[START OF Selection]

Swift's chief Array type is only a simple array when it is not interacting with Objective-C. Type bridging requires Array to be able to store an immutable NSArray instance, and the NSArray interface does not expose the details of how it stores elements. An NSArray is even permitted to dynamically generate its values in its objectAtIndex: method. And it would be absurd for Array to perform a structural copy during a load just to make non-mutating accesses more efficient! So the load access pattern for Array's subscript declaration must use a getter.

Fortunately, this requirement does not preclude using an addressor for mutating accesses. Mutations to Array always transition the array to a unique contiguous buffer representation as their first step. This means that the subscript operator can sensibly return an address when it's used for the purposes of mutation: in other words, exactly when mutableAddress would be invoked.

Therefore, the second prong of our efforts to optimize array element access was to allow entities to be implemented with the combination of a get accessor and a mutableAddress accessor. This is straightforward in the user model, where it simply means lifting a restriction. It's more complex behind the scenes because it broke what was previously a clean conceptual division between "physical" and "logical" l-values.

Mixed addressors have now been adopted by Array to great success. As expected, they substantially improved performance mutating COW array elements. But they also fix an important instance of subobject clobbering, because modifications to different subobjects (notably, different elements of the same array) can occur simultaneously by simply projecting out their addresses in the unique buffer. For example, this means that it's possible to simply swap two elements of an array directly:

swap(&array[i], &array[j])

// Expanded:
array.transitionToUniquelyReferenced()
let address_i = array.buffer.storage + i
array.transitionToUniquelyReferenced()
let address_j = array.buffer.storage + j
swap(address_i, address_j)

Mixed addressors weren't completely implemented until very close to the Xcode 6.1 deadline, and they changed code-generation patterns enough to break a number of important array-specific optimizations. Therefore, the team sensibly decided that they were too risky for that release, and that there wasn't enough benefit from other applications to justify including any of the addressor work.

In a way, that was a fortunate decision, because the naive version of addressors implemented so far in Swift creates a safety hole which would otherwise have been exposed to users.

Memory unsafety of addressors

The semantics and memory safety of operations on COW types rely on a pair of simple rules:

  • A non-mutating operation must own a reference to the buffer for the full course of the read.
  • A mutating operation must own a unique reference to the buffer for the full course of the mutation.

[END OF Selection]

### Aim A
In the passage on Swift array addressors, list every line of code that appears under the comment "// Expanded:".
### Aim B
Render this sentence from the passage on Swift array addressors in Spanish: "Mutations to Array always transition the array to a unique contiguous buffer representation as their first step."
The material has no connection to the passage on Swift array addressors.

[START OF Source excerpt]

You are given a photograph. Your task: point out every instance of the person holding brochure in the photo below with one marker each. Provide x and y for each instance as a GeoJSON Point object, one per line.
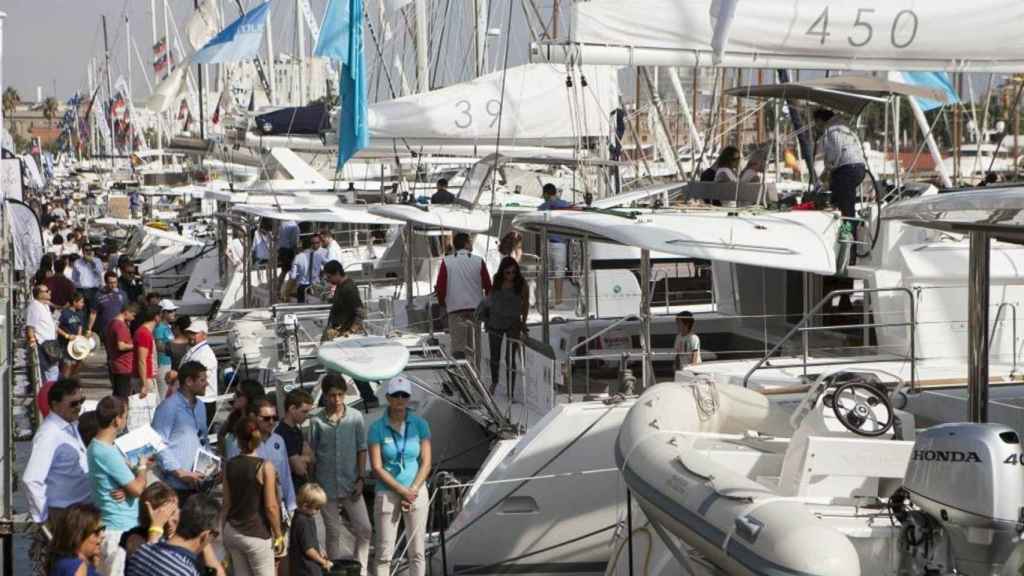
{"type": "Point", "coordinates": [180, 420]}
{"type": "Point", "coordinates": [109, 472]}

[END OF Source excerpt]

### Answer A
array.transitionToUniquelyReferenced()
let address_i = array.buffer.storage + i
array.transitionToUniquelyReferenced()
let address_j = array.buffer.storage + j
swap(address_i, address_j)

### Answer B
Las mutaciones de Array siempre llevan el arreglo, como primer paso, a una representación de búfer contiguo y único.